━━━ PROVIDED PASSAGE ━━━

Mulignane a fungetiello – fried and stewed aubergines from Napoli

melanzane a funghetto

“Mulignane a fungetiello” is Neapolitan dialect for the Italian “melanzane a funghetto”, which means “aubergines mushroom-style” and it is one of the most popular, traditional and best ways of cooking aubergines: the aubergines are either shallow or deep fried and are then stewed with garlic (never onion) and either parsley or basil or oregano or mint; one could also make the dish a little richer by adding tomatoes, capers and black olives, but I prefer the basic version where the aubergine is allowed to shine. The aubergines are called “a funghetto/mushroom-style” because they are cooked in the way mushrooms are commonly prepared in Italy (quickly fried in oil, garlic and, generally, parsley) and also because they indeed end up resembling cooked mushrooms – little bronzed morsels glistening with oil and  speckled with green, herbal flakes.

━━━ GIVEN DATA ━━━

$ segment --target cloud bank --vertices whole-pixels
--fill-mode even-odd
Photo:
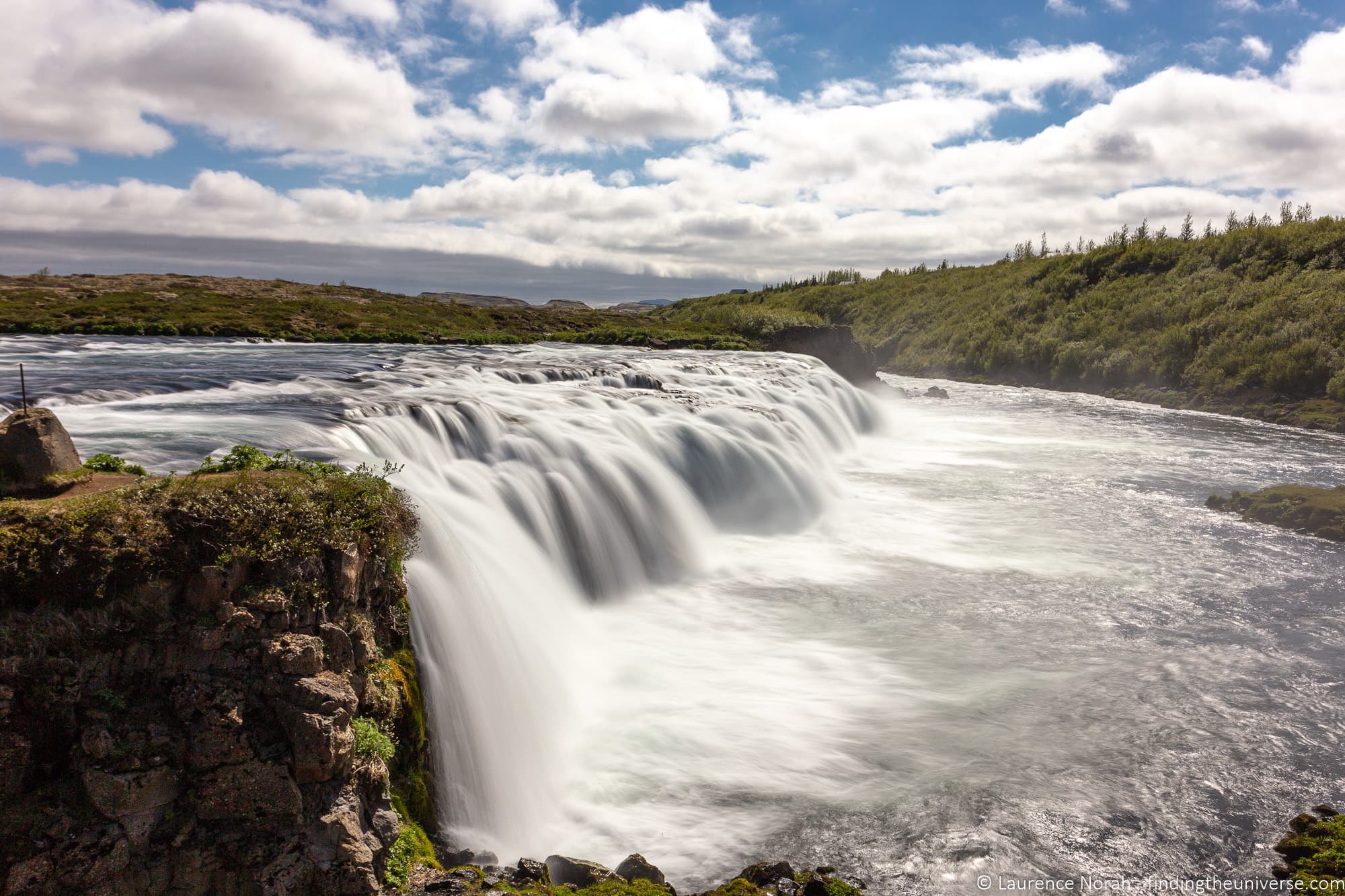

━━━

WRITTEN REQUEST A — List every herb that the passage on Neapolitan aubergines names as a possible flavoring when the fried aubergines are stewed with garlic.
WRITTEN REQUEST B — Carry on the passage about aubergines cooked mushroom-style, picking up after its final sentence.
The data above is not needed.

EXPECTED ANSWER A — Parsley, basil, oregano, mint

EXPECTED ANSWER B —
The recipe that follows comes originally from a much loved book: La Cucina Napoletana, by Carola Francesoni, but it should really be thought of as a flexible reference – nothing prescriptive here… well, almost. One rule I urge you not to break is to let the dish rest for a few hours before eating – this does improve the flavour immensely. I would make mulignane a fungetiello in the morning for the evening. Any leftovers are great panino material.

A couple of observations: first of all, signora Francesconi suggests you need a “frying pan-full” of olive oil (she says: “una padella”). I love this generic and yet precise expression: it means a lot, and you will definitely need a lot of oil because the aubergines are cooked in such a way as to be in between shallow and deep frying (see the video at the end, from the wonderful Mimmo Corcione). Secondly: what oil to use?  Extra-virgin, for sure: the taste of the oil is an essential part of the dish (nothing fancy though, it would be wasted here: I generally use an organic Italian extra-virgin of medium range).

Mulignane a fungetiello – fried and stewed aubergines


Aubergines 2 kg
Oil: a lot
a couple of cloves of garlic, peeled but left whole
A generous handful of chopped parsley or basil or oregano or mint:

If you wish:
4 or 5 peeled firm, fresh tomatoes, cut up (San Marzano, ideally: firm, meaty and not at all watery)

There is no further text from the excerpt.